### Given text
■ ■ ■ ■
Instructor in medicine at Harvard Medical School Immaculata De Vivo, a researcher in the laboratory affiliated with the school's Center for cancer Prevention (headed by Center Director David Hunter), described the steps necessary to turn a blood sample into usable information for a case-control study "nested with the Nurses' Health Study.

1: A Nurse Draws about 10 milliliters of blood--about 3 teaspoons' worth--from ma vein in the arm. Some studies are now depending on a swab of tissue taken from inside the cheek rather than blood.

Samples get sent by overnight mail service to the Channing Laboratory on Longwood Avenue. Many of the School's epidemiologists are affiliated with the Channing Lab.

2: Blood is processed chemically and mechanically into three parts: red cells, plasma, and the "buffy coat," the thin, dirty-white layer that contains the white blood cells. Each subject in the Nurses' Health Study has been assigned a number; samples are bar-coded with this number and then put into a freezer cooled to -80 degrees Celsius (or -112 degrees Fahrenheit).

3: A committee that oversees the Nurses' Health Study must give researchers the okay to use blood samples. "Those are very, very prized samples," says De Vivo. "It is very well, and very tightly, regulated."

Approval is also needed from a separate blood committee and from the School's Human Subjects Committee, which reviews research projects to make sure they meet ethical guidelines.

4: frozen White Blood Cells are sent over to the researcher. A typical, 50 microliter sample has about 10 million white blood cells. Each of these cells has the complete genome of the person from whom the blood was taken-- All 46 chromosomes and 80,000-- 100,000 genes.

Researchers used to extract DNA from white blood cells with a phenol chloroform solution; it would take about three weeks to process 100 samples. Now everything is automated and the job can be done in four days, De Vivo says.

With DNA in hand, she exults, "Now we are ready to get down to business!"

5: Polymerase Chain Reaction (PCR) is used to isolate, then "amplify"--or multiply many times over--the DNA. With heat and bits of DNA called primers, PCR "unzips" the double-helix and separates it into single strands. Then, by attaching molecular mirror images to these single strands, the PCR process creates copies.
■ ■ ■ ■
### Information provided
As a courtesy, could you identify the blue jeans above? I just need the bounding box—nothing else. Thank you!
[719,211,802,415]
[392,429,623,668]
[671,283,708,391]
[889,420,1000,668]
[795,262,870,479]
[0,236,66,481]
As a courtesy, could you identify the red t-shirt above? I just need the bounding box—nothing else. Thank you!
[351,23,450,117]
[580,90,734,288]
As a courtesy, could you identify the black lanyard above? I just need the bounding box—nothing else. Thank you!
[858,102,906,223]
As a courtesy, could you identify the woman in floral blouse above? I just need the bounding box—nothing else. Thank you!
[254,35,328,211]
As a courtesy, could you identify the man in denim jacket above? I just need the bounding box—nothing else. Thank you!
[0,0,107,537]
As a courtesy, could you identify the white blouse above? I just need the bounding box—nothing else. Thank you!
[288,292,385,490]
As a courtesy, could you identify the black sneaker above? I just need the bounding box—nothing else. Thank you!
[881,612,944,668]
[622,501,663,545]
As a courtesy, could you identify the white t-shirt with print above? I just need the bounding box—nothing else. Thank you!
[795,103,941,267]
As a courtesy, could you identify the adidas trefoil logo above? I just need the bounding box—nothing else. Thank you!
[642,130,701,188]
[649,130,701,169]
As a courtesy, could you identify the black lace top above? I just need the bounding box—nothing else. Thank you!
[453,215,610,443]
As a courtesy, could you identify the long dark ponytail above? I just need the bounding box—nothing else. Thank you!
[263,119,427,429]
■ ■ ■ ■
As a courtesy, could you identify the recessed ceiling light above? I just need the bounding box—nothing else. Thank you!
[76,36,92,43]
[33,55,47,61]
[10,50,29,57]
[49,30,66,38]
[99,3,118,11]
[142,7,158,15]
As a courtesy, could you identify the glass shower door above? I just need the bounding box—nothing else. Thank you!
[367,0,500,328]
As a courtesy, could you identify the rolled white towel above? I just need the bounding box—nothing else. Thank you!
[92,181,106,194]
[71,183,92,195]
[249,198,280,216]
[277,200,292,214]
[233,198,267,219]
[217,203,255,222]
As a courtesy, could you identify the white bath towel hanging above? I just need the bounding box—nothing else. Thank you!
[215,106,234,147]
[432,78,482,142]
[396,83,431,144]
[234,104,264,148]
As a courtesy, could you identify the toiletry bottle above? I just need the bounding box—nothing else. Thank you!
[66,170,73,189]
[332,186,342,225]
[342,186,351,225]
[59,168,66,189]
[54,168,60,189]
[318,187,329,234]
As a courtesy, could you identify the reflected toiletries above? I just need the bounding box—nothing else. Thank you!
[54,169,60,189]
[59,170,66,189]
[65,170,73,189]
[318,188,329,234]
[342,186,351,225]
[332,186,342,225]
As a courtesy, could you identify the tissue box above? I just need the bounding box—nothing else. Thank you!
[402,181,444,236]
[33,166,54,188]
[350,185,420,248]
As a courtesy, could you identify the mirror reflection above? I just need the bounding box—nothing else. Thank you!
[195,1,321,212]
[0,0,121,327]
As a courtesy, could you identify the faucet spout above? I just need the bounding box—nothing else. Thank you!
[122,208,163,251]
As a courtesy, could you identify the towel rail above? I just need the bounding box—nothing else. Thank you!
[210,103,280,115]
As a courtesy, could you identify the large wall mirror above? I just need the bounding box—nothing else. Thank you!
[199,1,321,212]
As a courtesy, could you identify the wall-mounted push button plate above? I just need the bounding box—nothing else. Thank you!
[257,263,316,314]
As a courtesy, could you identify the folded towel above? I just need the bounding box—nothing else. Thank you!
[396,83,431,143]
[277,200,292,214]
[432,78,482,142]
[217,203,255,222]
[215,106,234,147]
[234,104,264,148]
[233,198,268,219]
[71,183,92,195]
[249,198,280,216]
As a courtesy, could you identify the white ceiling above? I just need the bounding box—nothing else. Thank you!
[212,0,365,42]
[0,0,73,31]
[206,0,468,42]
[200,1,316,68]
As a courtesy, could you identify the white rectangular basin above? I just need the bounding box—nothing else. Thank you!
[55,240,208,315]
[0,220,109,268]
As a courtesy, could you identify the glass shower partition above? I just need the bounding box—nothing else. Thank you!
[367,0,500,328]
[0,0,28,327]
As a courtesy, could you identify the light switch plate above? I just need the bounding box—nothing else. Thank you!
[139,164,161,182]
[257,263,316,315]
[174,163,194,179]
■ ■ ■ ■
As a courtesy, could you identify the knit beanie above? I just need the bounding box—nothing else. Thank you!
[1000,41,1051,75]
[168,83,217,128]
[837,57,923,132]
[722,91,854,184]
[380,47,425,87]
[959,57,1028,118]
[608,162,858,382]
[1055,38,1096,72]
■ ■ ■ ■
### Work item A
From the passage on processing blood samples, extract everything from "3: A committee" down to "meet ethical guidelines.", copied word for word.
### Work item B
Extend the passage on processing blood samples by writing what comes next, starting after its final sentence.

### Exercise response A
3: A committee that oversees the Nurses' Health Study must give researchers the okay to use blood samples. "Those are very, very prized samples," says De Vivo. "It is very well, and very tightly, regulated."

Approval is also needed from a separate blood committee and from the School's Human Subjects Committee, which reviews research projects to make sure they meet ethical guidelines.

### Exercise response B
Each cycle of PCR doubles the amount of genetic material to be studied. In a matter of hours, a PCR machine can generate one billion copies.

6: In a process called single-strand, conformation polymorphism analysis, the PCR-generated DNA is "pre-screened" using an ABI 377 automated sequencer. The idea is to pick out differences (variants) between the DNA that came from the study subjects and a "reference strand" form a national, standardized gene bank.

7: Researchers look for the stretches of DNA that are different than the norm and then sequence them. Sequencing means to find the exact order of adenine (A), cytosine (C), thymine (T), and guanine (G) bases. These sequences of bases are the defining characteristic of a stretch of DNA. They determine what kind of protein will be generated by a gene.

These bases, and the order in which they come, are to DNA what the alphabet and letters are to the written word; if the bases are out of order or some are missing, the DNA can't be "read" properly. De Vivo describes this step as "defining the variant."

8: With the Variants Identified, epidemiologic analysis and reasoning comes into play: is the variant more common in cases (sick people) compared to controls (well people)? How much more common? Other factors such as diet are folded into the equation to see if a given genetic variant, in combination with some exposure (a high-fat diet, for example) might lead to higher risk. "The strength of the Nurses' Health study and the Channing is the ability to do a lot of gene- environment work," comments De Vivo. The Channing Laboratory also has a corps of statisticians that sometimes helps with analysis.

9: The researchers submit a manuscript to the committee that gave the study the initial go ahead. The committee provides what is, in effect, and in-house peer review, checking the number and looking for any holes in the study's argument and presentation.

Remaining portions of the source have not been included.